Brief:
Report every line in the items below that contains the word "dried", copying each such line in full.

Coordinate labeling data
-- -- --

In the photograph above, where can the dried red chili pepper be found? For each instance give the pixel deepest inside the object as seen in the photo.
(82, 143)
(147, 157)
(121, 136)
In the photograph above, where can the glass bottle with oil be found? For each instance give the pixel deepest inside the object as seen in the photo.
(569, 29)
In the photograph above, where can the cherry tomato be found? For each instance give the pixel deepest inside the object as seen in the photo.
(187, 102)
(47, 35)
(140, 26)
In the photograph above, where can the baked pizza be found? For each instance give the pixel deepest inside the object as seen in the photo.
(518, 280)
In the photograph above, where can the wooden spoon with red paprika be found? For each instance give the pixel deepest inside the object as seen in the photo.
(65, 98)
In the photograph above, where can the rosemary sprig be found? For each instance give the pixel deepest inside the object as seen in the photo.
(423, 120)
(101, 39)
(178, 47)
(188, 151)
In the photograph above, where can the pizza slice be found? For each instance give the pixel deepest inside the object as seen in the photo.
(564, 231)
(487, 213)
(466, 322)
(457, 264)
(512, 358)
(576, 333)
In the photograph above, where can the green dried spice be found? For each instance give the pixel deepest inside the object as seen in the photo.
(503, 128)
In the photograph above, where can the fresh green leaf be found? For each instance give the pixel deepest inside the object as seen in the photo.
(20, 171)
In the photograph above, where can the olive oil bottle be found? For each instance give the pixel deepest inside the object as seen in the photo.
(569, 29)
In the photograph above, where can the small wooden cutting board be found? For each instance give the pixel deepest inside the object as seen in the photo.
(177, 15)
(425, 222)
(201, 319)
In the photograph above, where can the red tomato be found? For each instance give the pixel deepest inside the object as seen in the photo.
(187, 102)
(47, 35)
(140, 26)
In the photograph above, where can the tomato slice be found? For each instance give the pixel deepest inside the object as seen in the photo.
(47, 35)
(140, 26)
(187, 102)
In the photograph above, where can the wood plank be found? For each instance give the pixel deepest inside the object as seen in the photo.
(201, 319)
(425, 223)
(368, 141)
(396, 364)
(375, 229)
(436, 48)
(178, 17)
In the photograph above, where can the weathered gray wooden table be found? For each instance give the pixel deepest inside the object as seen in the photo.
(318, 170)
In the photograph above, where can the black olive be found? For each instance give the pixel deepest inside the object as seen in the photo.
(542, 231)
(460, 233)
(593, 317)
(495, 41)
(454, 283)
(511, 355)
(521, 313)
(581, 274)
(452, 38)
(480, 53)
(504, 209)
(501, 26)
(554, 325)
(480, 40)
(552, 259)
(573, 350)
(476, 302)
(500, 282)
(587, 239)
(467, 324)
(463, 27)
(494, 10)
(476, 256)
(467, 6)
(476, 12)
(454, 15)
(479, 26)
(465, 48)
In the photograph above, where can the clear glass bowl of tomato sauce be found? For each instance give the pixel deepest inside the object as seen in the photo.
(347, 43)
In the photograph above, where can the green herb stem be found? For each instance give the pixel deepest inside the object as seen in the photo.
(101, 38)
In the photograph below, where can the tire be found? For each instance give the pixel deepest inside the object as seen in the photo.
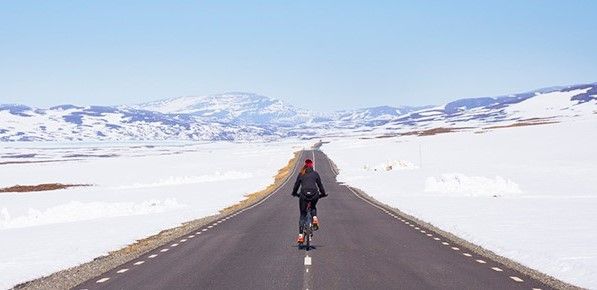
(308, 241)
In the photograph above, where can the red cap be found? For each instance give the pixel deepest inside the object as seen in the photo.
(309, 162)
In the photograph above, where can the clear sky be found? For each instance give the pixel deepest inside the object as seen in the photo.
(319, 54)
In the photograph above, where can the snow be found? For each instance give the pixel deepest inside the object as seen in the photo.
(140, 190)
(460, 184)
(527, 193)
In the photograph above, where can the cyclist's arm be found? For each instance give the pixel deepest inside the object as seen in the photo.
(297, 184)
(320, 185)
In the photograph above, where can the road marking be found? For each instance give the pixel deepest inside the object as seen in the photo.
(102, 280)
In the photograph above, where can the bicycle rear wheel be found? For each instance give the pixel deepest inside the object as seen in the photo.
(308, 240)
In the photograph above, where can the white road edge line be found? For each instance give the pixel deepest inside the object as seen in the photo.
(102, 280)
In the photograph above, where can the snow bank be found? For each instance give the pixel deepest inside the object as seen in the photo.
(527, 193)
(460, 184)
(76, 211)
(180, 180)
(144, 189)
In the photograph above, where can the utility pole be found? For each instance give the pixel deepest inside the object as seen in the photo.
(420, 156)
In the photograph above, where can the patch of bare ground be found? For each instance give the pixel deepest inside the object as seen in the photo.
(69, 278)
(40, 187)
(435, 131)
(523, 123)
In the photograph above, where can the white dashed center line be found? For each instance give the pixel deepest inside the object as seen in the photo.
(102, 280)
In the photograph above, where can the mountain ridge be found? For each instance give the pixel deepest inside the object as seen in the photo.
(238, 116)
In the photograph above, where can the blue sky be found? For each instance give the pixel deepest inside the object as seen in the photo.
(316, 54)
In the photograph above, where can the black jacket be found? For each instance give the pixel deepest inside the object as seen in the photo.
(308, 182)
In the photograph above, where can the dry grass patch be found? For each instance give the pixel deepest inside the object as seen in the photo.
(279, 179)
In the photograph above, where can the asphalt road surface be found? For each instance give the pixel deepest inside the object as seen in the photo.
(359, 246)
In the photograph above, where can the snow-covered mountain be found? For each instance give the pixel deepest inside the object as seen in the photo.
(235, 108)
(243, 116)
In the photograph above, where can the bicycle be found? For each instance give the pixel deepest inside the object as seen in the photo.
(308, 228)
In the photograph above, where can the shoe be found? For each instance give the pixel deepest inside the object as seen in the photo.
(315, 223)
(301, 239)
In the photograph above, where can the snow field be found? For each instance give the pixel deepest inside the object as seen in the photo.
(527, 193)
(134, 197)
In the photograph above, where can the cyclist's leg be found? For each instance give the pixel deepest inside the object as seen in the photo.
(303, 211)
(314, 206)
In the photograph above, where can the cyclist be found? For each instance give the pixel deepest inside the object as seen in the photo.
(311, 190)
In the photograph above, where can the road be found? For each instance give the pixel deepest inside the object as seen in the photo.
(359, 246)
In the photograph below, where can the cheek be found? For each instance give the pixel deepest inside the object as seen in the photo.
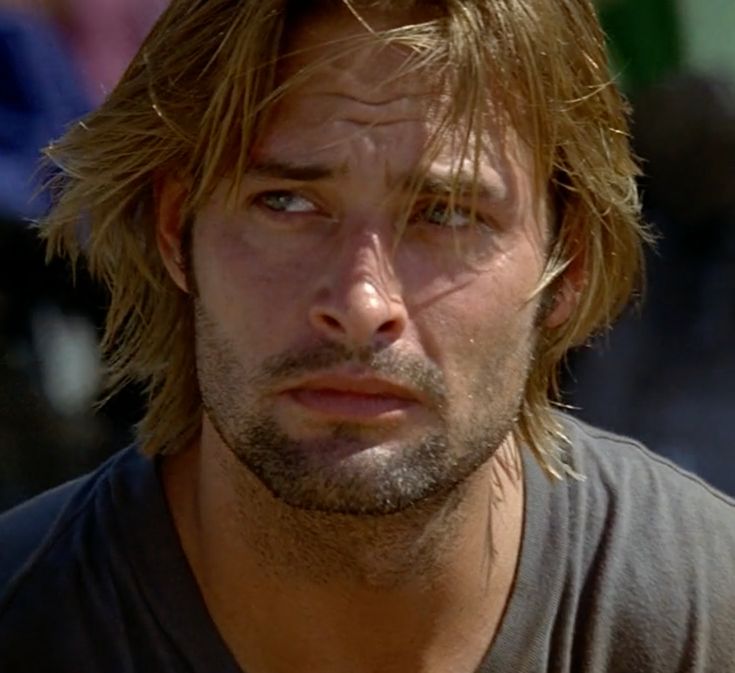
(239, 287)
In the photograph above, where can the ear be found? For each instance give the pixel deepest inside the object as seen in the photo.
(170, 194)
(567, 291)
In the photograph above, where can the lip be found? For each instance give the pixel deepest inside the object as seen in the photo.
(345, 397)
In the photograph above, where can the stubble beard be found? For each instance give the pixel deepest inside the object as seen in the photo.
(362, 478)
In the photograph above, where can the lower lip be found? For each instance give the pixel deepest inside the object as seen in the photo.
(349, 405)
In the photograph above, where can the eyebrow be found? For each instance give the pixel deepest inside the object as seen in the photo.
(432, 184)
(287, 170)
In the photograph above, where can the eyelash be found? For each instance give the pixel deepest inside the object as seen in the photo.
(418, 217)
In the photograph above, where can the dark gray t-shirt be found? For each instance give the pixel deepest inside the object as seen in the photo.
(630, 571)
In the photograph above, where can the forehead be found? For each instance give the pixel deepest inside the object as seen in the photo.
(340, 80)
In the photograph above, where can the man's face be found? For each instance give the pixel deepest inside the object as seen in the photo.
(351, 365)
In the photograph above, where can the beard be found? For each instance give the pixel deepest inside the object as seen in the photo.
(349, 468)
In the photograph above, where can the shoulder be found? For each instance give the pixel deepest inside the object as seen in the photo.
(654, 548)
(30, 531)
(627, 474)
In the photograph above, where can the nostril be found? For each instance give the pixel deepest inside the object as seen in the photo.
(389, 327)
(331, 322)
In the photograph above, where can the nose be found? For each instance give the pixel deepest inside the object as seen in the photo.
(359, 301)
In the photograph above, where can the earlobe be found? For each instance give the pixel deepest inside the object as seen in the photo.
(170, 195)
(566, 297)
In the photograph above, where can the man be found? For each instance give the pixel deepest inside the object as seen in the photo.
(347, 245)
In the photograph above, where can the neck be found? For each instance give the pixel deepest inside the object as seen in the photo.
(294, 590)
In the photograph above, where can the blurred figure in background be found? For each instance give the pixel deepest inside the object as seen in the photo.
(57, 60)
(668, 373)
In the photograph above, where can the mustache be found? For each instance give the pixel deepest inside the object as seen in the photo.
(411, 371)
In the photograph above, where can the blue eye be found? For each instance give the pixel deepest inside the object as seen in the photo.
(286, 202)
(441, 214)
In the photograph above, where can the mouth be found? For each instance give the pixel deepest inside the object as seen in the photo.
(351, 397)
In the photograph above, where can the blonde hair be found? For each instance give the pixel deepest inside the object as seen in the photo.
(192, 101)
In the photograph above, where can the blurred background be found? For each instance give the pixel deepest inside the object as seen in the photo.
(665, 374)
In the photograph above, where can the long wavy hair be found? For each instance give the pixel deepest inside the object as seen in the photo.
(192, 102)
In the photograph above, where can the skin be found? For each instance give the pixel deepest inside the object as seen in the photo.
(355, 499)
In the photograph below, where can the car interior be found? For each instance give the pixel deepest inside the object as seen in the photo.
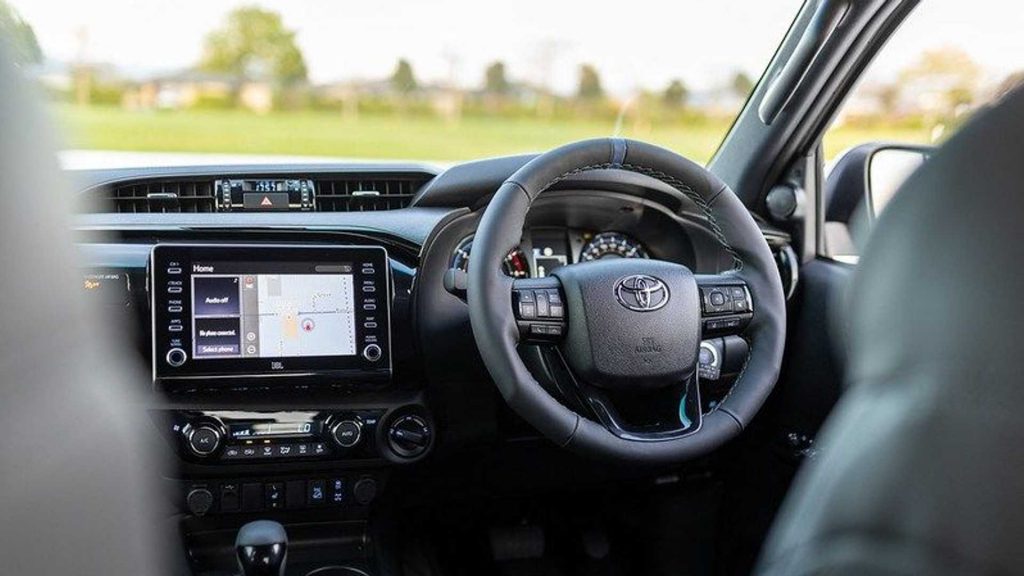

-- -- --

Answer to this exercise:
In the photograph above, where can the dried red chili pepper be found? For each instance give the pixel deepest inside the object as seen in the photo.
In the photograph above, where can the green dried spice be found? For each instance give the pixel deepest inside the object as seen in the photo.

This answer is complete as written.